### DIRECTIONS
Below are records; report how many of their lines contain the word "eyeglasses", giving only the number.

»»

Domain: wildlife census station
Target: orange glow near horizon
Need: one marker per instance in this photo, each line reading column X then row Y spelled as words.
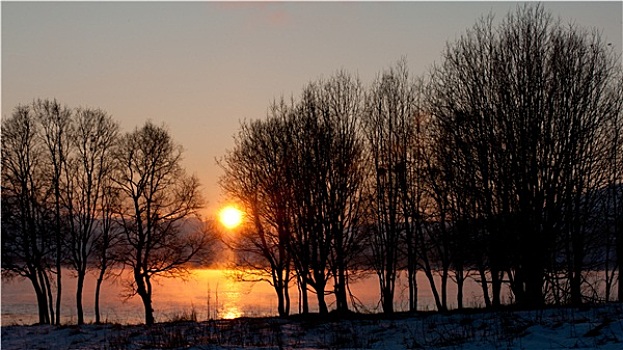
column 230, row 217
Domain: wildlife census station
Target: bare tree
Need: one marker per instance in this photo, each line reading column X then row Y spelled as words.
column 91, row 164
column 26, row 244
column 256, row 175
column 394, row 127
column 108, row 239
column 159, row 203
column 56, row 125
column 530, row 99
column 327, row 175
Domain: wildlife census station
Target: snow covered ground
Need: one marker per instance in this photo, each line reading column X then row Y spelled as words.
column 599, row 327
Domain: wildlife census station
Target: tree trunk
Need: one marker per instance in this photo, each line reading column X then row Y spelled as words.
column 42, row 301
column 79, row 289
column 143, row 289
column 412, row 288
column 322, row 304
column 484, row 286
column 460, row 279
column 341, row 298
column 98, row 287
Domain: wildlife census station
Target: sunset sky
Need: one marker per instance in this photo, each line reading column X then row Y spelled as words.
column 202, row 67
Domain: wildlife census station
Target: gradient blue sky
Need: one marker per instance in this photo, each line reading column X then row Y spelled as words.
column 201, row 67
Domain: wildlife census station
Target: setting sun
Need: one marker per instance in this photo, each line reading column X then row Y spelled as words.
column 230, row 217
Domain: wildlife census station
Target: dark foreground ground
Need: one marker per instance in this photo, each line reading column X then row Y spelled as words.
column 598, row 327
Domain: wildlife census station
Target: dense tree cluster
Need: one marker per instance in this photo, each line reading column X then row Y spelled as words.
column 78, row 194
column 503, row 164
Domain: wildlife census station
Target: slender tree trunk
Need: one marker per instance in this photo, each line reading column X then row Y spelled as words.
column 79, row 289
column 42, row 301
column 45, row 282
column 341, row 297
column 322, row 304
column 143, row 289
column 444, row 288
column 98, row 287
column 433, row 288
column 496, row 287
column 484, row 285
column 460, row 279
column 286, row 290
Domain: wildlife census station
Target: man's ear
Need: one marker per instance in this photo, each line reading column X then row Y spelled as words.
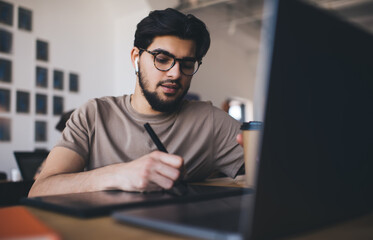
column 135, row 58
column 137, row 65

««
»»

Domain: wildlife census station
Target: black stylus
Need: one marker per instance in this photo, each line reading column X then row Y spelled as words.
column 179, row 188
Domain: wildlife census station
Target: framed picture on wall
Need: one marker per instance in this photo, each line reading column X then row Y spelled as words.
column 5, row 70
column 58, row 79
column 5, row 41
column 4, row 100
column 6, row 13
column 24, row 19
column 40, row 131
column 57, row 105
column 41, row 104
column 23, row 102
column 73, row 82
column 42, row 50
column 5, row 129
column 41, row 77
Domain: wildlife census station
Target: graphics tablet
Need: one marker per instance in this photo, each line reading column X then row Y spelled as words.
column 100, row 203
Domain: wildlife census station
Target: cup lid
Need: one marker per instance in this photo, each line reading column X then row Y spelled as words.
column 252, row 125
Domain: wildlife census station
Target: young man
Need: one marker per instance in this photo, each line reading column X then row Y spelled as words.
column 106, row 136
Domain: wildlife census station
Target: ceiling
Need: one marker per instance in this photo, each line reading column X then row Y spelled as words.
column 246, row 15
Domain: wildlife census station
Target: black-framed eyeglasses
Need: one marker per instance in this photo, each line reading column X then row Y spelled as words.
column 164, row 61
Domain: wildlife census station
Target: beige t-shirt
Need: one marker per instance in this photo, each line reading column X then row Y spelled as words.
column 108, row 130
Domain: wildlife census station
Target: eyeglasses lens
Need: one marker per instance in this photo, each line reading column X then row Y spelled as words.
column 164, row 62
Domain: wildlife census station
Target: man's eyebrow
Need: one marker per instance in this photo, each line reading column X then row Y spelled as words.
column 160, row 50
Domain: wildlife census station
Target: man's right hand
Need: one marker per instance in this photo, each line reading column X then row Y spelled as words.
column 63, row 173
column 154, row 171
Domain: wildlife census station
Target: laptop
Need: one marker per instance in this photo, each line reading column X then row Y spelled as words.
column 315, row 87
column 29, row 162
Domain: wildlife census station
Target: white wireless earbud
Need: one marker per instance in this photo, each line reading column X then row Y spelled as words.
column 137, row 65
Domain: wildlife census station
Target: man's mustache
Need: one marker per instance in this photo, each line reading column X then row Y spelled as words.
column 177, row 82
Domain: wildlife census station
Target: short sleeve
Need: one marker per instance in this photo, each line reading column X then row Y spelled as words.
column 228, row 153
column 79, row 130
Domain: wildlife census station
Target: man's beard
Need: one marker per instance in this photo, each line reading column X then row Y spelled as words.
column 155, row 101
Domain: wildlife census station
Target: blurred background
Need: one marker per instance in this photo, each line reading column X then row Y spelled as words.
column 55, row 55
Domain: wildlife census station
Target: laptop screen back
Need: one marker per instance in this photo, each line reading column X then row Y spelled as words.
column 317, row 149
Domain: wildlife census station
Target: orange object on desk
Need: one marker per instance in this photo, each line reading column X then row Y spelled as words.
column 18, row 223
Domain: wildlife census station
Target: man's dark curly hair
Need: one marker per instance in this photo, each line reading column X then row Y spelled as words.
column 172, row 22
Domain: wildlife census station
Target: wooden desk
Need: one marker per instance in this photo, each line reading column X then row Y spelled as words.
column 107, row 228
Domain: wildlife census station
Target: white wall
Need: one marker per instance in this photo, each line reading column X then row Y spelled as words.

««

### SOLVED PROBLEM
2